[Extracted data entries]

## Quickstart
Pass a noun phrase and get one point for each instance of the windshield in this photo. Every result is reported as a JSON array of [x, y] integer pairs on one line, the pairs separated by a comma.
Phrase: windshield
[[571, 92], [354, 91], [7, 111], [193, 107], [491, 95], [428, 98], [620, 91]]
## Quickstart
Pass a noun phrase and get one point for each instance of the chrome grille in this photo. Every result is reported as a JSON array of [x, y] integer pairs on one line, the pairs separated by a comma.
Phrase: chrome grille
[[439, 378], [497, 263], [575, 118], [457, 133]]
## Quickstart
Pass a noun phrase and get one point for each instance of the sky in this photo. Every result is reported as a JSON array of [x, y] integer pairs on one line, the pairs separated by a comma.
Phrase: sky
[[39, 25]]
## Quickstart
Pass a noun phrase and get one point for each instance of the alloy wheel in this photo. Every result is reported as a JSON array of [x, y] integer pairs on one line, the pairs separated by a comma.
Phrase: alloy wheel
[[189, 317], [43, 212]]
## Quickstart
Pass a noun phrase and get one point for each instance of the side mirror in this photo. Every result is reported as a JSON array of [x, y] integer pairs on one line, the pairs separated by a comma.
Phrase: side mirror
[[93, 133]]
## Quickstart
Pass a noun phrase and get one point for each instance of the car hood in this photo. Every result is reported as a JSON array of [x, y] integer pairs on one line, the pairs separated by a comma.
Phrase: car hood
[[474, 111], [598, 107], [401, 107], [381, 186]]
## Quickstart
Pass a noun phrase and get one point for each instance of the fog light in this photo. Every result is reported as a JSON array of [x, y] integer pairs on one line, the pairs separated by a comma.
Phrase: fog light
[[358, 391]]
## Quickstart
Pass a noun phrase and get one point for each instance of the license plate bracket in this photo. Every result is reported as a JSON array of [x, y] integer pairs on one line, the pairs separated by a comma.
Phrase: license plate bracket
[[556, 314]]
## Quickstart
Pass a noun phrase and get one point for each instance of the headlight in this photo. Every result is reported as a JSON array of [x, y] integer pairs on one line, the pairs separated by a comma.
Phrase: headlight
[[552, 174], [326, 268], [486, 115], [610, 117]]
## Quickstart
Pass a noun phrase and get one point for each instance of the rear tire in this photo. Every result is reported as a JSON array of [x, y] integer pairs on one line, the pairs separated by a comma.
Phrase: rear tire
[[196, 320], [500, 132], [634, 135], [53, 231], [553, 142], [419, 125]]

**Try it**
Every record must be output again with its wording unchanged.

**Output**
## Quickstart
Pass a noun phrase and get one point for each instance of the windshield in this photo. Every result is reported as a JSON array of [x, y] integer pairs on one line, the pairs separated by a comma.
Phrase: windshield
[[571, 92], [354, 91], [7, 111], [193, 107], [491, 95], [428, 98], [620, 91]]
## Quickstart
Pass a noun phrase and get one point for each instance of the chrome grille in this photo. Every result is reported as a JSON array of [x, y] integer pairs on one line, the pairs separated by a comma.
Phrase: chrome grille
[[439, 378], [497, 263], [575, 118], [457, 133]]
## Quickstart
Pass a noun phrase and get one point for each instance of the sky in this photo. Every result is reported as a JSON array of [x, y] integer pairs on one line, the pairs separated by a comma.
Phrase: sky
[[39, 25]]
## Quickstart
Pass a noun phrase and get one point for each instance of the alloy wheel in this photo. Every result is reported as a JSON array of [x, y] integer pairs on one line, the pairs separated by a comma.
Phrase: alloy wheel
[[189, 317], [43, 212]]
## Quickstart
Pass a noun phrase and get one point for each instance of the side mirror in this photo. Every result is reported as a JSON array of [x, y] integer pairs on one line, the pairs separated by a comma.
Phrase: side mirror
[[93, 133]]
## Quickstart
Pass a noun phrase and get one point for each instance of the car hood in this photo. Every result is reported as a JSON array of [x, y] integer pairs on one line, the pairs separated by a comma.
Phrase: car hood
[[474, 111], [598, 107], [401, 107], [381, 186]]
## Quickstart
Pass a noun phrase and get one point for each instance of the fog light in this photo. Every result is reported as a JSON array of [x, y] integer pairs on one line, the pairs separated by a comma.
Phrase: fog light
[[358, 391]]
## Quickstart
Pass a noun phrase and get one point for each instance of the license plate bracket in this photo. Every result is reported as a JSON array of [x, y] integer pairs on one line, the pairs separated by a comma.
Phrase: license plate bracket
[[556, 314]]
## Quickstart
Pass a noun phrase and get one point for each instance of the headlight in this photo. Every result is reported as a JSON array of [x, y] integer pairs on one line, the pairs separated by a comma.
Phrase: headlight
[[552, 174], [326, 268], [486, 115], [610, 117]]
## Quickstart
Pass a noun phrase and get one point for each instance of the rear tire in this photo. Every result is reported as a JSON array of [x, y] integer pairs on one line, the pairs separated by a comma.
Phrase: rear tire
[[196, 320], [500, 132], [634, 135], [53, 231], [553, 142], [419, 125]]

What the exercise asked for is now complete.